CHALLENGE 1
From the GPU stress test commit, pull out everything from "Add temperature, power, frequency" down to "utility from syslib." and copy it word for word.
CHALLENGE 2
Pick up the GPU stress test commit after its last line and keep writing it.

PAGE EXTRACT
◆ ◆ ◆
Add temperature, power, frequency tests to GPU stress test
Add GPU temperature, power, frequency utilities to
utils_os.robot, and remove the common Test Setup Execution
utility from syslib.
Resolves openbmc/openbmc-test-automation#1030
Resolves openbmc/openbmc-test-automation#637
Change-Id: I823b9956b61d9c35b09faa4e7a4372aa9244a805
Signed-off-by: Steven Sombar <ssombar@us.ibm.com>
diff --git a/systest/gpu_stress_test.robot b/systest/gpu_stress_test.robot
old mode 100644
new mode 100755
index 40cfc50..cfe3915
--- a/systest/gpu_stress_test.robot
+++ b/systest/gpu_stress_test.robot
@@ -1,15 +1,36 @@
*** Settings ***
-Documentation Stress the system using HTX exerciser.
+Documentation Stress the system GPUs using the HTX exerciser.
+
+# Test Parameters:
+# OPENBMC_HOST The BMC host name or IP address.
+# OS_HOST The OS host name or IP Address.
+# OS_USERNAME The OS login userid (usually "root").
+# OS_PASSWORD The password for the OS login.
+# HTX_DURATION Duration of HTX run, for example, "2h", or "30m".
+# HTX_LOOP The number of times to loop HTX.
◆ ◆ ◆
RECORDS SHOWN

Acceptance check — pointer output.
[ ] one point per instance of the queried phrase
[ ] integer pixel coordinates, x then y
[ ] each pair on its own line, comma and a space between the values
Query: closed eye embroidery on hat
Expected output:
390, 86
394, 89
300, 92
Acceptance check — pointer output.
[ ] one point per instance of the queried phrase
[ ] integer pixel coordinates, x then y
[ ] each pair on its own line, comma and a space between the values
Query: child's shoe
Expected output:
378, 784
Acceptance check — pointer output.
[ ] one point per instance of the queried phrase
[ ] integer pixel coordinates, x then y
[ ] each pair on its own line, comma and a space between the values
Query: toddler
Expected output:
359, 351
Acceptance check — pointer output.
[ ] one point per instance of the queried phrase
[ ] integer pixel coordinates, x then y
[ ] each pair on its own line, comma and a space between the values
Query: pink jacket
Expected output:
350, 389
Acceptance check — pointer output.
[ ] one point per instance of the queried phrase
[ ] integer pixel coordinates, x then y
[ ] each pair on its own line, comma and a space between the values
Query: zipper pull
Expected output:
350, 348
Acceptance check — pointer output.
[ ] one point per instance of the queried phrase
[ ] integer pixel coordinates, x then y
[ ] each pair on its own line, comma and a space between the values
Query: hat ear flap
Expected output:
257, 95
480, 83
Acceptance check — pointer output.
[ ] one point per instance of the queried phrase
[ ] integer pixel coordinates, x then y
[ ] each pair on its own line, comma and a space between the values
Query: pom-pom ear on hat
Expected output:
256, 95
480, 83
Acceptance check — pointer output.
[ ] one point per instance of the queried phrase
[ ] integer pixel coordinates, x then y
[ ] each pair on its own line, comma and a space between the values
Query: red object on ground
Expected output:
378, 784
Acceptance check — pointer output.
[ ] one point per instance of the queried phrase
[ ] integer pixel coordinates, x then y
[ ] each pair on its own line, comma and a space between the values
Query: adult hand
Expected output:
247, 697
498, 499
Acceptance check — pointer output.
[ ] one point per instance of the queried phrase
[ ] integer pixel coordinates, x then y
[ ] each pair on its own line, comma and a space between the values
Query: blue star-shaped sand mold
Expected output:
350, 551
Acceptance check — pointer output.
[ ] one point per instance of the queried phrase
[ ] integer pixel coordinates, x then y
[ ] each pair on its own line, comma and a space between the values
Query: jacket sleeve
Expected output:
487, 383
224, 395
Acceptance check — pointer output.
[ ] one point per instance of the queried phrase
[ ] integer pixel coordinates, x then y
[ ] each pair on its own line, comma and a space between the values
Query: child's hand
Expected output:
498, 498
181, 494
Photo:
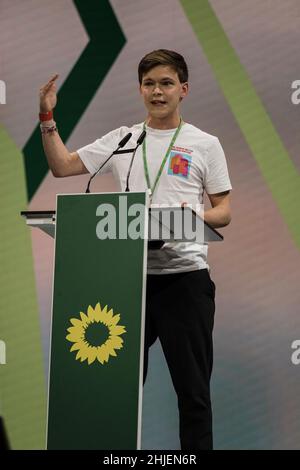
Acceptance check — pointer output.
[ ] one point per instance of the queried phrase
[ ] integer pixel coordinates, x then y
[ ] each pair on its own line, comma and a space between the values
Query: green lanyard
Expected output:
163, 162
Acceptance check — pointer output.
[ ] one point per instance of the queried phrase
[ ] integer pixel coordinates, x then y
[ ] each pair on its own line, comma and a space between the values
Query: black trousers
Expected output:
180, 312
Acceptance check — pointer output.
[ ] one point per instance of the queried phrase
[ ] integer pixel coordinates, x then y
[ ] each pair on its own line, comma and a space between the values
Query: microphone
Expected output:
138, 143
120, 145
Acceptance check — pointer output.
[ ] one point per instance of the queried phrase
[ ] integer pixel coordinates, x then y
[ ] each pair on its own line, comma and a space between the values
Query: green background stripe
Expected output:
74, 96
277, 169
22, 379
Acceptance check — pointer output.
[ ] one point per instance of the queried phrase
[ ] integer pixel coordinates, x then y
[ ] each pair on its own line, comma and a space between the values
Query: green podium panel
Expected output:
96, 360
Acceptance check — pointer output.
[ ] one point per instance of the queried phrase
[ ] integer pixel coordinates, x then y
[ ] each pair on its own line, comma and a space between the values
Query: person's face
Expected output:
162, 91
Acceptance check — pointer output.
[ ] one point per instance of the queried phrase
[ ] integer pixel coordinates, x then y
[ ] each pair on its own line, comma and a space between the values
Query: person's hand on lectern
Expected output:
48, 97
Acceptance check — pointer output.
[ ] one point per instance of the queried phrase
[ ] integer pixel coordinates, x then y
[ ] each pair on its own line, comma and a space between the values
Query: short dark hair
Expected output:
164, 57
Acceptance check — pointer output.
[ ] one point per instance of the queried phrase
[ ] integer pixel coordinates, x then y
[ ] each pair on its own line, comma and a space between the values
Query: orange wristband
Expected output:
46, 116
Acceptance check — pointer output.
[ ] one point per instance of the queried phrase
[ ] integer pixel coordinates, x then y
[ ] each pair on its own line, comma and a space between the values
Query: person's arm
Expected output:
220, 214
61, 161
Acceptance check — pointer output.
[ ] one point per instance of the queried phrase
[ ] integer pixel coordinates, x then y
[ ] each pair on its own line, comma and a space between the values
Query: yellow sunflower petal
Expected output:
76, 321
117, 330
91, 313
84, 318
110, 348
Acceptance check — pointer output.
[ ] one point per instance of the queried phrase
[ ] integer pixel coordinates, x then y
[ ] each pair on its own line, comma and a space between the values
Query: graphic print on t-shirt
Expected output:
179, 164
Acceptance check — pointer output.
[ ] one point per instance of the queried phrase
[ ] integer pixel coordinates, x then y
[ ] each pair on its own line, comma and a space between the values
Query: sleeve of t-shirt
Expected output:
94, 155
216, 177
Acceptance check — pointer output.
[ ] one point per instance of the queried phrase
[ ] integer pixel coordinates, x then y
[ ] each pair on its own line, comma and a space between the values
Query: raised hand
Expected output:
48, 97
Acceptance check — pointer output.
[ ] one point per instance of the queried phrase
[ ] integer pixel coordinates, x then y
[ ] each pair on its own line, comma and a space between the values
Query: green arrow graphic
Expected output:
106, 42
279, 172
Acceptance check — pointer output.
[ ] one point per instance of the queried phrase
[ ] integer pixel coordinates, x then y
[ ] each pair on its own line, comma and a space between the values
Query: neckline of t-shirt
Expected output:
151, 130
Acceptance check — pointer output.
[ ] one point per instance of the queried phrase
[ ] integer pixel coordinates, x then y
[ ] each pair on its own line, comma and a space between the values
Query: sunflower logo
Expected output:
96, 335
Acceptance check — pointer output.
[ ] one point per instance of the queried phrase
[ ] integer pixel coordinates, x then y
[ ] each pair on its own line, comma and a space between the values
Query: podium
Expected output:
98, 313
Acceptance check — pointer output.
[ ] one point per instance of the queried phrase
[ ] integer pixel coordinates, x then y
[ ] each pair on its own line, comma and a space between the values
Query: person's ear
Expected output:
184, 90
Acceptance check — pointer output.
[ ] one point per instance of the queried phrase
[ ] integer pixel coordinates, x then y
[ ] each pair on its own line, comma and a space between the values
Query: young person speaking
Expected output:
177, 162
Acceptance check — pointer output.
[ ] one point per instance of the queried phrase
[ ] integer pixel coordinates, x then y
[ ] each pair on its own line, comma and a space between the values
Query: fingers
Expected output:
49, 84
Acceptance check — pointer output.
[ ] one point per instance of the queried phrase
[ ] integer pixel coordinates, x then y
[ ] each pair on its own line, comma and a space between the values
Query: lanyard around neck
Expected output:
152, 189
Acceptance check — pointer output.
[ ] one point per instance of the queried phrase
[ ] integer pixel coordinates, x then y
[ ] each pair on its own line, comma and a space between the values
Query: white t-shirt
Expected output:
195, 163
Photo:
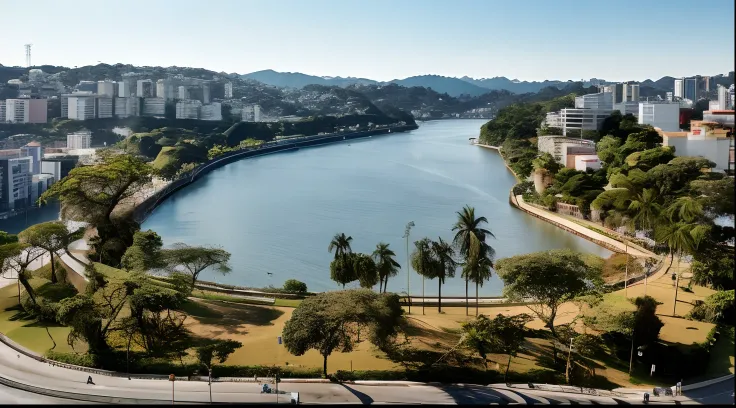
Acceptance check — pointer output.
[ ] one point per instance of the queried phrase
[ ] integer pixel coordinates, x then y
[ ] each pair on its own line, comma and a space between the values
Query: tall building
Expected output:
724, 100
35, 151
81, 107
124, 90
251, 113
212, 111
663, 115
15, 183
26, 111
165, 89
228, 90
188, 109
153, 107
205, 93
183, 92
630, 92
691, 89
106, 88
125, 107
104, 107
680, 88
145, 88
79, 140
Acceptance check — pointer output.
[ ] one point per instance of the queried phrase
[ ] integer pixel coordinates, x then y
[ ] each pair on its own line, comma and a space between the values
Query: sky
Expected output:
382, 39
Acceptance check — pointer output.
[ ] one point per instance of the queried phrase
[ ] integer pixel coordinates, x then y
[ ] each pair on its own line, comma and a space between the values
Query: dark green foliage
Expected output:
293, 285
◆ ◆ ◆
OUTPUT 1
Add temperature, power, frequency tests to GPU stress test
Add GPU temperature, power, frequency utilities to
utils_os.robot, and remove the common Test Setup Execution
utility from syslib.

OUTPUT 2
+# HTX_INTERVAL The time delay between consecutive checks of HTX
+# status, for example, "15m".
+# In summary: Run HTX for $HTX_DURATION, looping
+# $HTX_LOOP times checking for errors every
+# $HTX_INTERVAL. Then allow extra time for OS
+# Boot, HTX startup, shutdown.
+# HTX_KEEP_RUNNING If set to 1, this indicates that the HTX is to
+# continue running after an error was found.
+
Resource ../syslib/utils_os.robot
+Resource ../lib/boot_utils.robot
Suite Setup Run Keyword Start SOL Console Logging
Test Setup Test Setup Execution
Test Teardown Test Teardown Execution
-Suite Teardown Suite Teardown Execution
*** Variables ****
+${HTX_DURATION} 1h
+${HTX_LOOP} ${1}
+${HTX_INTERVAL} 30m
+${HTX_KEEP_RUNNING} ${0}
${stack_mode} skip
*** Test Cases ***
@@ -18,8 +39,28 @@
[Documentation] Stress the GPU using HTX exerciser.
[Tags] GPU_Stress_Test
+ # Get number of GPU reported by the BMC.
+ ${num_bmc_gpus}= Count GPUs From BMC
+ Rpvars num_bmc_gpus
+
+ # The BMC and OS should report the same number of GPUs.
+ ${failmsg01}= Catenate OS reports ${num_os_gpus} GPUs, but BMC
+ ... reports ${num_bmc_gpus} present and functional GPUs.
+ Run Keyword If '${num_os_gpus}' != '${num_bmc_gpus}'
+ ... Fail msg=${failmsg01}
+
+ # Show parameters for HTX stress test.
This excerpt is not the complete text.